-- Begin STORED RECORDS --

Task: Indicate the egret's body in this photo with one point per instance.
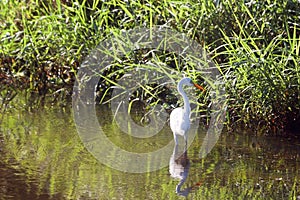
(180, 117)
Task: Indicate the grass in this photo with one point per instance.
(255, 45)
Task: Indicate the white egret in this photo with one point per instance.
(180, 117)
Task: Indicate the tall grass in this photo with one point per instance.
(254, 44)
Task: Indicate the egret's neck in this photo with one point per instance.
(186, 103)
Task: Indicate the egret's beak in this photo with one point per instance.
(199, 87)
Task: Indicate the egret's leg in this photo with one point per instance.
(175, 139)
(185, 139)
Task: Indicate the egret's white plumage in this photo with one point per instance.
(180, 117)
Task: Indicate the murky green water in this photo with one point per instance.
(42, 157)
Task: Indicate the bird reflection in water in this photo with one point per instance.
(179, 168)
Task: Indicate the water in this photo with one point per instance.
(42, 157)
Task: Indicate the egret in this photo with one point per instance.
(180, 117)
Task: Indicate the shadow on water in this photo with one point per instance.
(42, 157)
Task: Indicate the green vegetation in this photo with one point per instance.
(255, 44)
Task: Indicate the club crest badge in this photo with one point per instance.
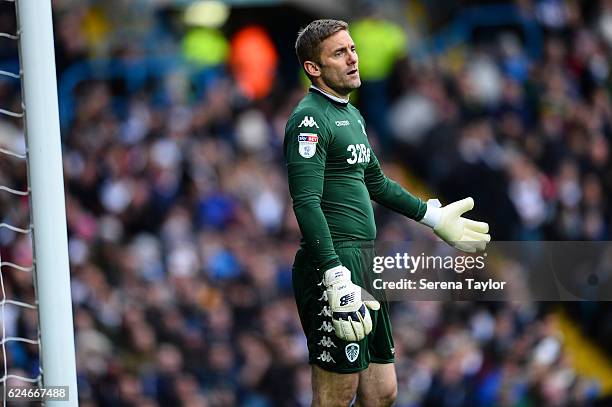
(307, 144)
(352, 352)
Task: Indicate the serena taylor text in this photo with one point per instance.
(425, 284)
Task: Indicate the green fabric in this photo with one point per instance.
(205, 46)
(325, 349)
(379, 45)
(332, 190)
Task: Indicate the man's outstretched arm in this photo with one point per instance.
(447, 221)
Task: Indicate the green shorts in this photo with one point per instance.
(325, 349)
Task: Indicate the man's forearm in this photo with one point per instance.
(315, 232)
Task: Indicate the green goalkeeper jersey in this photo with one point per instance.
(333, 174)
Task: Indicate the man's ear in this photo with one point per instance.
(312, 68)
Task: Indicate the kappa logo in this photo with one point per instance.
(352, 352)
(326, 311)
(325, 356)
(327, 342)
(326, 326)
(362, 128)
(309, 121)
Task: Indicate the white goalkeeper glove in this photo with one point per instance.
(350, 316)
(464, 234)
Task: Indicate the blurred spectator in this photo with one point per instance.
(181, 235)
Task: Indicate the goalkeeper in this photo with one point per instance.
(333, 174)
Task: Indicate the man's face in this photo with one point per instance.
(339, 63)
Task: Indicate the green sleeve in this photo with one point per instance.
(305, 175)
(390, 194)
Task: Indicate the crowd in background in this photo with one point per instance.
(182, 236)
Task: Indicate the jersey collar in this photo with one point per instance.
(333, 98)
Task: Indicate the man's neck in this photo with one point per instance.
(331, 93)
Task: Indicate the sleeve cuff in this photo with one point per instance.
(433, 214)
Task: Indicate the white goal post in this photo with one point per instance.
(48, 211)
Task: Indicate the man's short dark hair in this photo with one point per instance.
(308, 43)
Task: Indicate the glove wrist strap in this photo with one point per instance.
(336, 275)
(433, 214)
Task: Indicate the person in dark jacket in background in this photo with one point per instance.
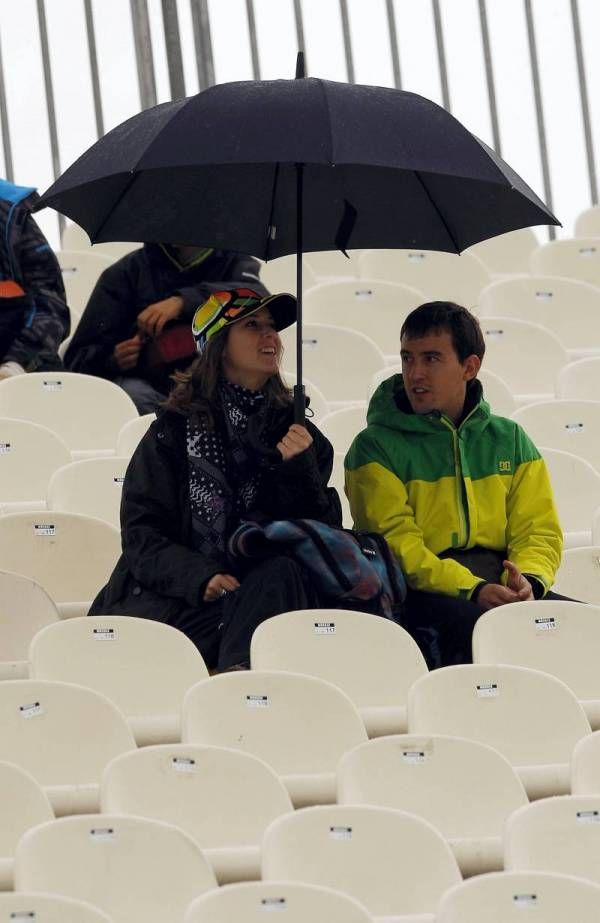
(225, 449)
(34, 317)
(135, 305)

-- End STORED RECORDS --

Rewrite all of the material above with "Indicate" swapped for "Mark" everywhere, keeping everything else the same. Leave the pictures out.

Task: Mark the egret's body in this photo with one point per instance.
(180, 117)
Task: Mark the grass in this photo with one point per instance.
(255, 45)
Task: Mark the white egret in this photo with one point per instance.
(180, 117)
Task: Mark the tall grass in this photo with one point per instance.
(254, 44)
Task: Mark the egret's neck in this photo with one point per instance.
(186, 103)
Task: Mark the egret's beak in this photo with one point per instance.
(199, 87)
Task: Mark the egret's leg in this photo with one point per instance.
(175, 139)
(185, 139)
Task: Mark the egret's white plumage in this photo with one point per instance.
(180, 117)
Task: Mark the murky green water in this photo with one point per instance.
(42, 157)
Task: Mark the bird reflection in water in this photo with one point per instance.
(179, 168)
Task: Mark the water in this photo with one point per instance.
(42, 157)
Task: Mark the egret in this photo with one point per instance.
(180, 117)
Task: Mark the shadow on water in this photo with one point per instance.
(42, 157)
Task: Mark the green vegetation in this photo with one point per instance.
(255, 44)
Task: Mark the club crest badge in this photo with one point per instance.
(307, 144)
(352, 352)
Task: Mark the serena taylor text in this photo with one point per instance.
(425, 284)
Task: Mark the green fabric in this photo with one point per instance.
(205, 46)
(325, 349)
(379, 45)
(332, 190)
Task: Mark the man's outstretched arm in this photo with one point per instance.
(447, 221)
Task: Mark the green shorts in this photo with one point per instance.
(325, 349)
Task: Mark the man's forearm in this photo with one point per instance.
(315, 232)
Task: Mark the green goalkeeper jersey in this photo with one point per instance.
(333, 174)
Task: Mark the man's ear in this photo with one point per instance.
(312, 68)
Task: Mark the kappa logo in this photo with one point per instance.
(352, 352)
(326, 311)
(325, 356)
(327, 342)
(326, 326)
(362, 128)
(309, 121)
Task: Mark the white goalkeeper glove in this photo with one point per instance.
(350, 316)
(464, 234)
Task: Mark the blurred spectator in this photo with one point per instance.
(181, 235)
Task: Mark the goalkeeper in this photo with one point per instance.
(333, 174)
Task: Mark the man's face in this photo with one point per instance.
(339, 63)
Task: Mark the green sleeve in this photo with one point per instance.
(305, 175)
(390, 194)
Task: Mark the crowd in background in this photo with one point per instance.
(182, 236)
Task: Mark the jersey collar in this photo with one point per instance.
(333, 98)
Task: Mark the man's neck in this photo with one point per instance.
(331, 93)
Task: Mark the sleeve cuff in this photo with one point per instance.
(433, 214)
Task: Mark the white goal post in this photo with one point per instance.
(48, 211)
Task: Mark the man's short dark hair in this photo with one point per instance.
(308, 43)
Task: Mark the glove wrist strap in this photo with one point per instance.
(336, 275)
(433, 214)
Task: Mark the person in dark jacket in background in this photo with one point per instance.
(225, 449)
(34, 317)
(135, 305)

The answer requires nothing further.